**PAGE EXCERPT**:

______

[cfe-dev] [llvm-dev] [RFC] Expose user provided vector function for auto-vectorization.

Simon Moll via cfe-dev cfe-dev at lists.llvm.org
Tue Jun 4 05:27:13 PDT 2019


Hi,

I think this is going in the right direction. Please do not tie the 
vector-variant mechanism to closely to either VectorABI or OpenMP. We 
already know that there is more we could do beyond "map"-like SIMD 
functions. Besides, i guess it makes sense to compile a list of use 
cases to validate the current design and look ahead. It is easy to lose 
track of the requirements if it's just a trail of emails.

On 6/3/19 7:59 PM, Francesco Petrogalli via cfe-dev wrote:
> Hi All,
>
> The original intend of this thread is to "Expose user provided vector function for auto-vectorization.”
>
> I originally proposed to use OpenMP `declare variant` for the sake of using something that is defined by a standard. The RFC itself is not about fully implementing the `declare variant` directive. In fact, given the amount of complication it is bringing, I would like to move the discussion away from `declare variant`. Therefore, I kindly ask to move any further discussion about `declare variant` to a separate thread.

______

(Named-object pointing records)
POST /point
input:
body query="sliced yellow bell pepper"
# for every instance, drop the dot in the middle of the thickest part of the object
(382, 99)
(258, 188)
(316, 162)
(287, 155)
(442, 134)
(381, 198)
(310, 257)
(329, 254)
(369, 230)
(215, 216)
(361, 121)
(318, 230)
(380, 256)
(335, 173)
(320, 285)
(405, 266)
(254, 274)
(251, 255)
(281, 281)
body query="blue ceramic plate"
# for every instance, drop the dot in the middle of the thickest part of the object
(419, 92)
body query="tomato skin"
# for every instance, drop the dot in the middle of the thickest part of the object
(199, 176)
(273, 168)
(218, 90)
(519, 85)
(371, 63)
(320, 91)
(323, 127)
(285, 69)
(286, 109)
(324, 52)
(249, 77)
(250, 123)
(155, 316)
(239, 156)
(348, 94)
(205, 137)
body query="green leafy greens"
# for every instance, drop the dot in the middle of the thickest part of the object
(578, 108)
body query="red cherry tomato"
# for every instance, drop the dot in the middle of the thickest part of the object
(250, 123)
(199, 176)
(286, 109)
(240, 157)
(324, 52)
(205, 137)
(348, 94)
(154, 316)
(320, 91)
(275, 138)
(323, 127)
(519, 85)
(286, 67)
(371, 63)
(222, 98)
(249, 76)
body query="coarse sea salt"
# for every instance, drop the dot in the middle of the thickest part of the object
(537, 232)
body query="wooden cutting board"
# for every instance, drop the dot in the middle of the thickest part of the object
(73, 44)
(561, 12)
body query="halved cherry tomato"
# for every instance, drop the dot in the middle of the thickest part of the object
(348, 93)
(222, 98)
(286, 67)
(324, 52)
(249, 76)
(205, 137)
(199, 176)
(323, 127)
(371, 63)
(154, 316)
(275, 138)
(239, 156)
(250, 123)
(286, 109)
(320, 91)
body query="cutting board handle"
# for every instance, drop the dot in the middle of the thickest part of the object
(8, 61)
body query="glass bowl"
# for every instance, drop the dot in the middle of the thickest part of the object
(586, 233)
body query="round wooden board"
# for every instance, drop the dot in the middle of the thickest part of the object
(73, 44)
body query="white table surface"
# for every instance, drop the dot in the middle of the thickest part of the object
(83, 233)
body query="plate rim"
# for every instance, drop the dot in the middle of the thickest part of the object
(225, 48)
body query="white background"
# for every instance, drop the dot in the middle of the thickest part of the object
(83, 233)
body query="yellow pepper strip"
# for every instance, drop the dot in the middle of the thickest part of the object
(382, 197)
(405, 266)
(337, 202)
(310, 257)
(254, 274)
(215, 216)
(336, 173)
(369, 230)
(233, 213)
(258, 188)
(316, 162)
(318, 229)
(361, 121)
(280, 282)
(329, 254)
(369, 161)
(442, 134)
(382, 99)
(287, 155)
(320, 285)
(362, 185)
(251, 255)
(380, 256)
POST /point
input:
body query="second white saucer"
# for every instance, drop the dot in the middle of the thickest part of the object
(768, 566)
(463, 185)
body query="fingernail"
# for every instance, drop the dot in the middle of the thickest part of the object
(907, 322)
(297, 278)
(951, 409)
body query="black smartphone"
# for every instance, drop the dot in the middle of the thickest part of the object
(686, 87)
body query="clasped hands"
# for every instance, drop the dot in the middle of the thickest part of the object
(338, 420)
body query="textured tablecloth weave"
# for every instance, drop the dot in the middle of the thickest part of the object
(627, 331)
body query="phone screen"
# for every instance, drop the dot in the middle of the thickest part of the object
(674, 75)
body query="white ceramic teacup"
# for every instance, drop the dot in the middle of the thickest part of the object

______

Continue the mailing-list post about exposing user-provided vector functions for auto-vectorization, starting right after its last sentence.

>
> I believe that to "Expose user provided vector function for auto-vectorization” we need three components.
>
> 1. The main component is the IR representation we want to give to this information. My proposal is to use the `vector-variant` attribute with custom symbol redirection.
>
> 	vector-variant = {“_ZGVnN2v_f(custon_vector_f_2), _ZGVnN4v_f(custon_vector_f_4)”}
>
> The names here are made of the Vector Function ABI mangled name, plus custom symbol redirection in parenthesis. I believe that themes mangled according to the Vector Function ABI have all the information needed to build the signature of the vector function and the properties of its parameters (linear, uniform, aligned…). This format will cover most (if not all) the cases that are needed for auto-vectorization. I am not aware of any situation in which this information might not be sufficient. Please provide such an example if you know of any.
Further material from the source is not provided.